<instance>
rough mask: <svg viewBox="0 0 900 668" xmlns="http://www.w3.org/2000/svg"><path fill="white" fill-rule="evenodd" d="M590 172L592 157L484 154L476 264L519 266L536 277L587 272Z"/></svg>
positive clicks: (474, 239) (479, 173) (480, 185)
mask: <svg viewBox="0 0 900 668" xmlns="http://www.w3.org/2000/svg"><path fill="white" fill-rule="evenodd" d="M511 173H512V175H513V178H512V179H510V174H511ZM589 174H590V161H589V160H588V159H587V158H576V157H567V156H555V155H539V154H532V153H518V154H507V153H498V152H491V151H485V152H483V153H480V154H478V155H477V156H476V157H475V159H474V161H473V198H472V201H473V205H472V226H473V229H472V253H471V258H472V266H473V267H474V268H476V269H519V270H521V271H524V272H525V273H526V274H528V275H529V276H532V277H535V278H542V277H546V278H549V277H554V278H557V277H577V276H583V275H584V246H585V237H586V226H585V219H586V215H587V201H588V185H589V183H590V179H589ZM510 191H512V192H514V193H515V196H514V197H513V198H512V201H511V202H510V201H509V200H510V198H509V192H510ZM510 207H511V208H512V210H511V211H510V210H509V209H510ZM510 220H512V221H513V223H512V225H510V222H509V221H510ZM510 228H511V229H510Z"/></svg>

==

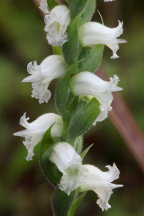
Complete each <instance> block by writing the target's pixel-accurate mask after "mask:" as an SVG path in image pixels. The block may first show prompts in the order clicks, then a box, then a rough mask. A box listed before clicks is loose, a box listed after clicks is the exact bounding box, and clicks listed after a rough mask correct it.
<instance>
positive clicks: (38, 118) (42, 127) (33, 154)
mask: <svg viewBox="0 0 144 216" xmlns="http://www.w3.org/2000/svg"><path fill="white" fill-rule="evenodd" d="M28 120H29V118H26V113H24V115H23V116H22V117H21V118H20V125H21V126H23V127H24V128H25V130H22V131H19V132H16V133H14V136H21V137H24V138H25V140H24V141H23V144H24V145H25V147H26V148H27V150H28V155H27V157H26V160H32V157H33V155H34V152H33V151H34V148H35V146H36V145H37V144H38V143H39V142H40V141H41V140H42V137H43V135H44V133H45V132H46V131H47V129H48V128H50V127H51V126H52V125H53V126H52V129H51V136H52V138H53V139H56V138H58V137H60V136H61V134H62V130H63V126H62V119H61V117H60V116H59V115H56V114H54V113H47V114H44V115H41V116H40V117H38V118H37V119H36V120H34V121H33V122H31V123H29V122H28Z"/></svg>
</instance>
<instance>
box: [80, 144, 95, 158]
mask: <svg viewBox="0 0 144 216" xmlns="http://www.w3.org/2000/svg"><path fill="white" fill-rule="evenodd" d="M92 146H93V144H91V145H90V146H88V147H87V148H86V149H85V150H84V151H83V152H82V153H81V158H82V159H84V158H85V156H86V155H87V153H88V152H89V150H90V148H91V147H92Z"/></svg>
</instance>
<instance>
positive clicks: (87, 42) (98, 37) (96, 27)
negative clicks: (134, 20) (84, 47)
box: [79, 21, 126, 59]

...

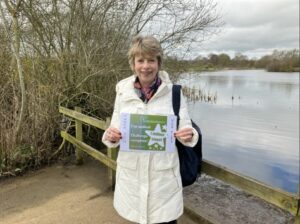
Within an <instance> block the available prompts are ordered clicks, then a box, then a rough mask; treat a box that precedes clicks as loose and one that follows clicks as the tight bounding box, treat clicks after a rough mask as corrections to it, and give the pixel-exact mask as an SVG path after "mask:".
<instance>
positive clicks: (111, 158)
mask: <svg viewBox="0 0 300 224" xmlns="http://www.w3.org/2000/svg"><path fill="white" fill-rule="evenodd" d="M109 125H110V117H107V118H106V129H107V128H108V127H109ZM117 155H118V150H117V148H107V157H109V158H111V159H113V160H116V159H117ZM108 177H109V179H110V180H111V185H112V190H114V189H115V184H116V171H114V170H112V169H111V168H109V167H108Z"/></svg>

# Problem requirements
Set down, unchanged, only those lines above that fall between the line with "positive clicks: (87, 42) (98, 37) (96, 27)" and the line with "box: [79, 21, 126, 59]", the two end lines included.

# The answer
positive clicks: (87, 42) (98, 37) (96, 27)
negative clicks: (134, 20) (84, 47)
box: [79, 21, 126, 59]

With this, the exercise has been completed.